***** INPUT *****

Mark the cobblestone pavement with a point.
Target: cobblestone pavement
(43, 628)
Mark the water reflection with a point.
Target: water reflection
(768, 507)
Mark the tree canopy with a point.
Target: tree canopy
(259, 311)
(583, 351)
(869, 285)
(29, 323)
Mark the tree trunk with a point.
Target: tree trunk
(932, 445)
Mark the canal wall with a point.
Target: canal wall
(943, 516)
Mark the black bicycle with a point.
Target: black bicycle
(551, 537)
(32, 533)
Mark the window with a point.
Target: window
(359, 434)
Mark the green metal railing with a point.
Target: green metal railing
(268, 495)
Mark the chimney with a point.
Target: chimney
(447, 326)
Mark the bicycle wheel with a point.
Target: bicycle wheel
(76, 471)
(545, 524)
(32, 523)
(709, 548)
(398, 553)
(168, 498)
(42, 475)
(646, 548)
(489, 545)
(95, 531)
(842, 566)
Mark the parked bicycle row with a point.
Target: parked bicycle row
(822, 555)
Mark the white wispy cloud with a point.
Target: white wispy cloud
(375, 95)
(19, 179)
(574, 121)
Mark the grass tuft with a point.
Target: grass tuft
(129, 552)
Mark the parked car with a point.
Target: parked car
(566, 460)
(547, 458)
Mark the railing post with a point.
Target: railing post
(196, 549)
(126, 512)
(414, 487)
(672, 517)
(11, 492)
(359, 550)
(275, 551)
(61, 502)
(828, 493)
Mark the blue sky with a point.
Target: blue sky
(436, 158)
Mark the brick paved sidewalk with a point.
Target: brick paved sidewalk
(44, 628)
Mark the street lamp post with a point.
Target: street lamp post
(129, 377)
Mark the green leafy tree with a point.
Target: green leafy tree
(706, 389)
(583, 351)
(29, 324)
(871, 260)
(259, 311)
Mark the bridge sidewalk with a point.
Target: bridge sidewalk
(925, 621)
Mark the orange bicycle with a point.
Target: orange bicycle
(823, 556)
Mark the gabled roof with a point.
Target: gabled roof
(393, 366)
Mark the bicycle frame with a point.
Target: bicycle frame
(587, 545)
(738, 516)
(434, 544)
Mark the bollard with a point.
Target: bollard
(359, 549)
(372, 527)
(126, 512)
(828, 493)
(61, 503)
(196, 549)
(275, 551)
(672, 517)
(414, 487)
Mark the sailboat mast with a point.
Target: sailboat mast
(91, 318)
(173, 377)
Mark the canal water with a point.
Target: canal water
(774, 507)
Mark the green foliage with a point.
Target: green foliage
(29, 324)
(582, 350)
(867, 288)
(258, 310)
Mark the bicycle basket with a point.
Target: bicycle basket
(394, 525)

*****

EXERCISE DESCRIPTION: A reply should hold exactly the lines from the one containing "Target: green leafy tree" through the end of the data above, nothing more.

RESULT FOR THIS TASK:
Target: green leafy tree
(706, 389)
(583, 351)
(29, 324)
(871, 260)
(259, 311)
Mark the bridge sidewalk with a point.
Target: bridge sidewalk
(925, 621)
Mark the orange bicycle with a point.
Target: orange bicycle
(823, 556)
Mark the gabled roof with a point.
Target: gabled roof
(393, 366)
Mark the bicycle frame with a point.
Target: bicycle frame
(587, 545)
(738, 516)
(434, 544)
Mark the bollard with a point.
Target: bollard
(359, 549)
(372, 527)
(126, 512)
(828, 493)
(61, 503)
(196, 549)
(275, 551)
(672, 517)
(414, 487)
Mark the sailboat mast with a point.
Target: sailboat mast
(91, 318)
(173, 377)
Mark the canal water with a point.
Target: canal water
(774, 507)
Mark the green foliage with a point.
Target: green foliage
(29, 324)
(582, 350)
(867, 288)
(258, 310)
Mark the bicycle basket with a point.
Target: bicycle basket
(394, 525)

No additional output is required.